### PROBLEM TO SOLVE
Of all the lines below, output only those starting at the one with "point: dry sand" and ending at the one with "Target: sunlit sand ridge", both ends included, exactly as written.

■ ■ ■ ■ ■

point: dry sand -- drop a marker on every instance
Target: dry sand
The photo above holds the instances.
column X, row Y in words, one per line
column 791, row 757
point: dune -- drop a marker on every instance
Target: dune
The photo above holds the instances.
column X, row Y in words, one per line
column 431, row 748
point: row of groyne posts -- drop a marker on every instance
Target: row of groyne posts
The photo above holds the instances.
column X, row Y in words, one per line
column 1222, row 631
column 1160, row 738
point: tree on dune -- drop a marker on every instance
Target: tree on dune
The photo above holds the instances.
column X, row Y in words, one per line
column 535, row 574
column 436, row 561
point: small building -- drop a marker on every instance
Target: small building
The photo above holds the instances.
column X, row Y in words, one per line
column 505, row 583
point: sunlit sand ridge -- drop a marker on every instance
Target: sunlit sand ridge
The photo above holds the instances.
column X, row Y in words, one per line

■ ■ ■ ■ ■

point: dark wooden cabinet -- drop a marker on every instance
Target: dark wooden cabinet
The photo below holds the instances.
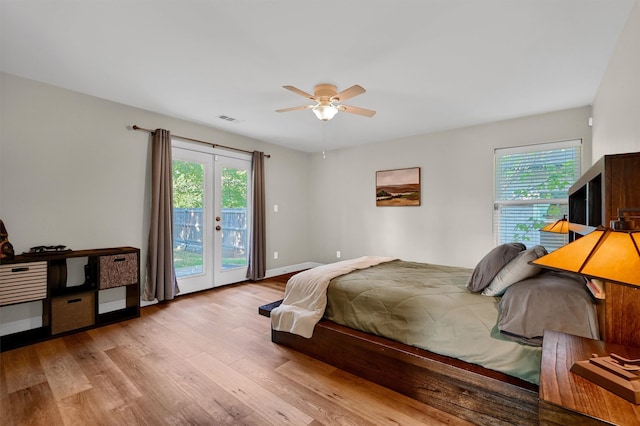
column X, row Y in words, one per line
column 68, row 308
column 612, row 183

■ ■ ■ ■ ■

### SOLUTION TO THIS PROBLEM
point: dry sand -- drop a marker on every instance
Target: dry sand
The photo above holds the instances.
column X, row Y in words, one per line
column 791, row 757
point: dune -- drop a marker on every instance
Target: dune
The photo above holds the instances.
column X, row Y in words, one per line
column 431, row 748
point: row of groyne posts -- drop a marker on every instance
Target: row of groyne posts
The photo above holds the instances.
column X, row Y in words, one per line
column 1222, row 631
column 1160, row 738
point: tree on dune -- drop a marker on every instance
Target: tree on dune
The photo above holds the instances.
column X, row Y in words, one per line
column 535, row 574
column 436, row 561
point: small building -- drop a marker on every instance
Target: small building
The photo above holds the instances.
column X, row Y in words, one per line
column 505, row 583
point: sunlit sand ridge -- drop a marker on every instance
Target: sunlit sand ridge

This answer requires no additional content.